STATED EXERCISE A >> Copy the entries below, starting at the first one and ending at the line that contains "31, 0, 103, 258", with "green mottled leaf" changed to "spotted green leaf" and nothing else altered. Omit the pictures.

PASSAGE TO READ >>
_ _ _ _ _

I was wrong.  It would have helped if they got the definition of postmodernism right.  They didn’t.

According to postmodern theory, truth is not universal, is not objective or absolute, and cannot be determined by a commonly accepted method….much of the literature about postmodernism is nonsensical and hard to take seriously. When major postmodern figures speak or write, the gibberish which often results sounds more like a vocabulary test than a sustained argument.   (R. Albert Mohler Jr., cited in Linder, p. 42)

Postmodernism: Reevaluation of our Human Capacity for Omniscience

First off, let’s start with what postmodernism is:

“A general movement within the social sciences and humanities that during the 1980s and 1990s sought to question the possibility of impartiality, objectivity, or authoritative knowledge,”  (Erickson & Murphy, 2003, p. 206) (emphasis mine).

Postmodernism:  Not a Denial of Absolute Truth

Next, what postmodernism is not: 

It does not mean there is no truth.  It does not deny the existence of objective reality.  It points out the way that our cultural perspective and historical milieu have shaped our views, biases, and methods of creating knowledge.  (Erickson & Murphy, 2003, p. 163-164) Once again, it does not mean there is no truth, it means our capacity to know truth is constrained by our humanness.  In other words, absolute truth isn’t bashed as much as human omniscience. 

Why Postmodernism? Teenage Rebellion against Modernism 

                After World War II, the West’s previously held paradigms of the world and knowledge and power were badly shaken.  Modernism, humanism, science, and rational thinking were supposed to fix world problems and instead it culminated in a disastrous World War, upheld by these very same philosophies.  Thus, as a reaction against some of the excesses of modernism, postmodernism was born. 



Some Things I’ve Learned from Postmodernism

1.)  Humility:  I am fallible, imperfect, and limited in my capacity to know everything.

_ _ _ _ _

RECORDS FOR THIS EXERCISE >>
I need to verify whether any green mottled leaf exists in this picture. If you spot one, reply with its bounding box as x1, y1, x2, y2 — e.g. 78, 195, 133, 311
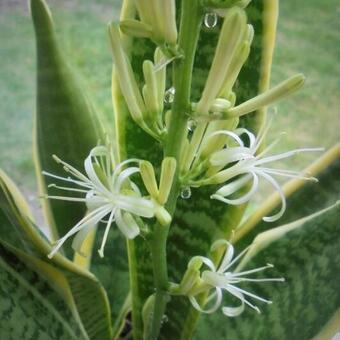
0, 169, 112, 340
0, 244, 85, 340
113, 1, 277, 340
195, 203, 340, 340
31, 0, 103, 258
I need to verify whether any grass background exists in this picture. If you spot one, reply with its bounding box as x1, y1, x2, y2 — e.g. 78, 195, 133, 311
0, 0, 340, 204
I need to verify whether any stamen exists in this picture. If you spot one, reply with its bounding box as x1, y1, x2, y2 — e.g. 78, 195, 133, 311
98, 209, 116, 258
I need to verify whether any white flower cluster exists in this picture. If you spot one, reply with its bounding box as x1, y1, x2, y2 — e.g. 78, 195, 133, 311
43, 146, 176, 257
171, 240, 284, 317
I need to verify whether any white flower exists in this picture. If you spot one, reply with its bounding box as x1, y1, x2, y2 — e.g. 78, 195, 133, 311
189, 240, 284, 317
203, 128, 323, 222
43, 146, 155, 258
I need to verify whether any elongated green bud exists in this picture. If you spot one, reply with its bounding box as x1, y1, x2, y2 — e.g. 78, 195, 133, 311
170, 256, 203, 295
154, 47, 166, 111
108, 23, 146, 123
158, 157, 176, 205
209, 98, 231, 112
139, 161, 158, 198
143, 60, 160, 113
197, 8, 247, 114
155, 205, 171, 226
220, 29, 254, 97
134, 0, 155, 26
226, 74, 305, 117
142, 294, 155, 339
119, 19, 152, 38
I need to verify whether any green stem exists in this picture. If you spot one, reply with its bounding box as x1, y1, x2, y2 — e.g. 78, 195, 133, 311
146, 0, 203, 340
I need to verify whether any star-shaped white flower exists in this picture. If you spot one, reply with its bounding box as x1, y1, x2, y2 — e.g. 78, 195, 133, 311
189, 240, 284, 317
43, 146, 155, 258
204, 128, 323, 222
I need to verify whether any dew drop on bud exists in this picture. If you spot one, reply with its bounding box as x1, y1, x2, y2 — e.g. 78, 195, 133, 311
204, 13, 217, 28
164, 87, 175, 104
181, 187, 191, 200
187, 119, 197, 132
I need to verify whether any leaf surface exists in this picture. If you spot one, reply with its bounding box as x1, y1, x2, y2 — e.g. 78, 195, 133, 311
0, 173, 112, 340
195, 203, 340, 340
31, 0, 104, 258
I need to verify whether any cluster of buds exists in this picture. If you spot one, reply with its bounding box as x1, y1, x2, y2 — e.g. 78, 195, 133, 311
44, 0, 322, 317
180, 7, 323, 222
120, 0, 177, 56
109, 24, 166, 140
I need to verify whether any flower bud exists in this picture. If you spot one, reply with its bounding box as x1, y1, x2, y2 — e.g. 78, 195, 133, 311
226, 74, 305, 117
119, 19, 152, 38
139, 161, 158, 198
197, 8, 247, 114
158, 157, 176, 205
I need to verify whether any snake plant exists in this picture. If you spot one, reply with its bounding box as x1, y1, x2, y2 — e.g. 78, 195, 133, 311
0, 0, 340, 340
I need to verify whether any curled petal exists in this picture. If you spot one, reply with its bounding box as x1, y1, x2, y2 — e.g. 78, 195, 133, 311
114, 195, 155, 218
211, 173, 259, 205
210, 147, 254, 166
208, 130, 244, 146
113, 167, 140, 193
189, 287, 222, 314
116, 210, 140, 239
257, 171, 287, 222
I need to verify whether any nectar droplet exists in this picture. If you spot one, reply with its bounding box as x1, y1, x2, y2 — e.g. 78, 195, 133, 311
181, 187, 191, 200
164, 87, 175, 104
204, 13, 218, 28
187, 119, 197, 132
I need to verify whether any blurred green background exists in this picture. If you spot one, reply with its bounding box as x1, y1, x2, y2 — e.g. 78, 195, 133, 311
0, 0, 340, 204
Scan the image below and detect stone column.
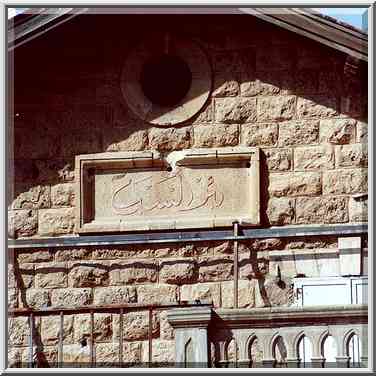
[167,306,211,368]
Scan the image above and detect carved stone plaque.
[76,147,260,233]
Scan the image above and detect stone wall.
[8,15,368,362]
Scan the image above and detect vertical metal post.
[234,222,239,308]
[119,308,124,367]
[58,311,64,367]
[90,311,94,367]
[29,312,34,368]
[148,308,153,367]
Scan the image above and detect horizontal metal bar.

_ _ _ _ _

STATED EXERCISE B >> Translate this sentence from the passage on postmodernism into Spanish: "It does not deny the existence of objective reality."

TASK RESULT A >>
I need to verify whether any spotted green leaf exists in this picture. If you spot one, reply with its bounding box as x1, y1, x2, y2 — e.g. 78, 195, 133, 311
0, 169, 112, 340
0, 244, 85, 340
113, 1, 277, 340
195, 203, 340, 340
31, 0, 103, 258

TASK RESULT B >> No niega la existencia de la realidad objetiva.